» What you have to do: In the records, from the line holding "of the large" through the end, inclusive, change every "lattice" to "picket". Give back only those lines, with nothing else altered.
===== Stored data =====
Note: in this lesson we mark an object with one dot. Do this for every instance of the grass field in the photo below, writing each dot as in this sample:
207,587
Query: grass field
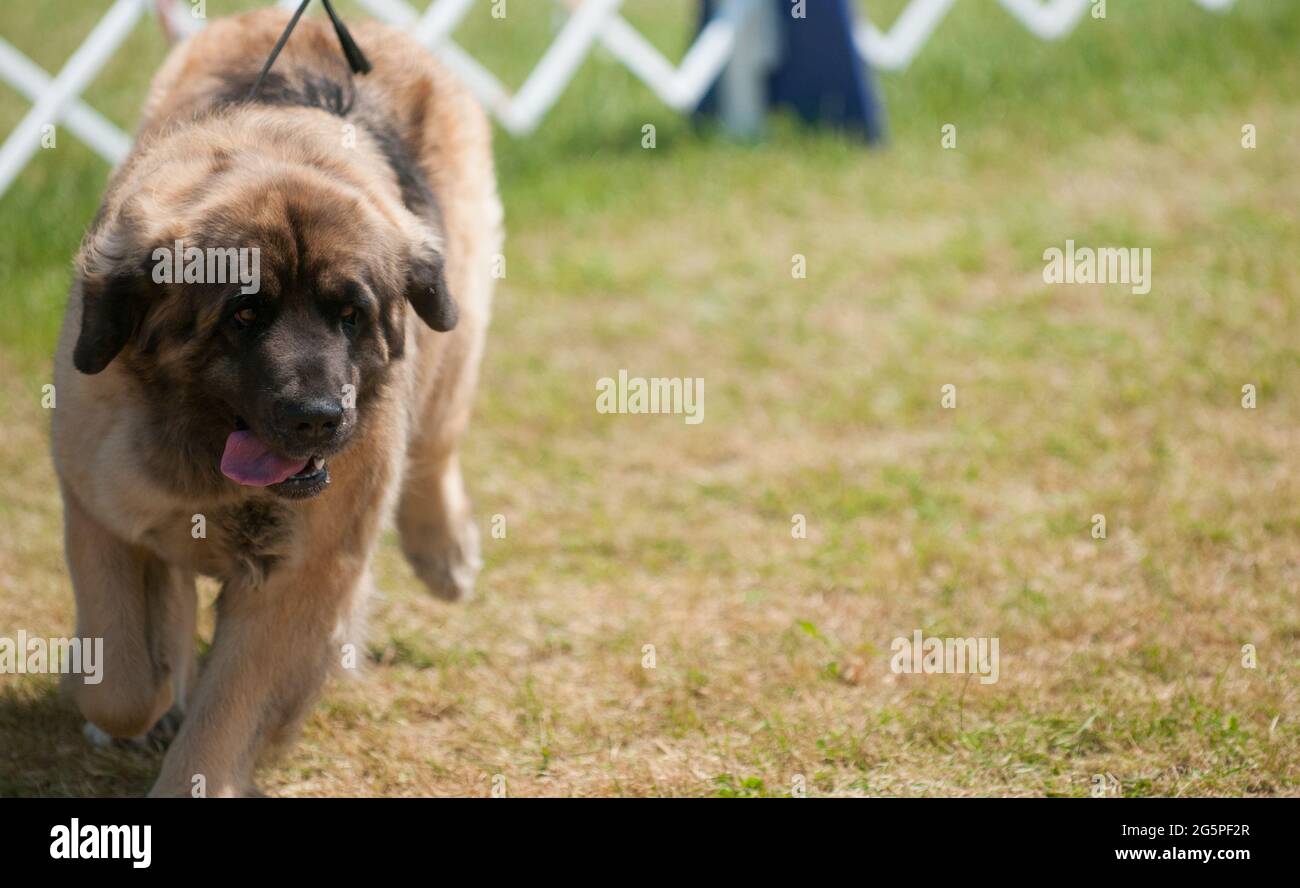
924,268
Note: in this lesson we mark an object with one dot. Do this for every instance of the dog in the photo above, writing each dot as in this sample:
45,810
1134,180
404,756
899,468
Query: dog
260,430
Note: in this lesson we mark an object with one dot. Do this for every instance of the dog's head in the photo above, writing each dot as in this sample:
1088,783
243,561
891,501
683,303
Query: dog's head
263,316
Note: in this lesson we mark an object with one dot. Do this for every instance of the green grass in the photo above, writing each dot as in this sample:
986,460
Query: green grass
1119,655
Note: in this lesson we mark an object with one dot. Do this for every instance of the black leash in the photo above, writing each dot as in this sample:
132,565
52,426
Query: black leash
355,57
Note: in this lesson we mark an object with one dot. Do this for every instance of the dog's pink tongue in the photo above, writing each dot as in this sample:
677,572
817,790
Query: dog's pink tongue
251,463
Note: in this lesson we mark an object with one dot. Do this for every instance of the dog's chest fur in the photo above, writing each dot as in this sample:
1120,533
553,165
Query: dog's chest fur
245,541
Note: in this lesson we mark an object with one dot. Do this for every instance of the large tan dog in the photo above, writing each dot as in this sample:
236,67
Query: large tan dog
261,434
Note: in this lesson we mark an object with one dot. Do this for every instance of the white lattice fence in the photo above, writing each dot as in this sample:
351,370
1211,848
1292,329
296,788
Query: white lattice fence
=====
» Response to the exercise:
Note: in this lesson we mark an object with one dot. Do this for every instance of the large tan dog in the photo above, writing each dot as in this sample:
236,67
Query: large tan dog
261,434
Note: in this lesson we mark an object with one dot. Do this for every instance of the white picket fence in the photo above, writing each dot as in this sample:
351,370
1211,848
1292,329
296,788
Query: white picket fence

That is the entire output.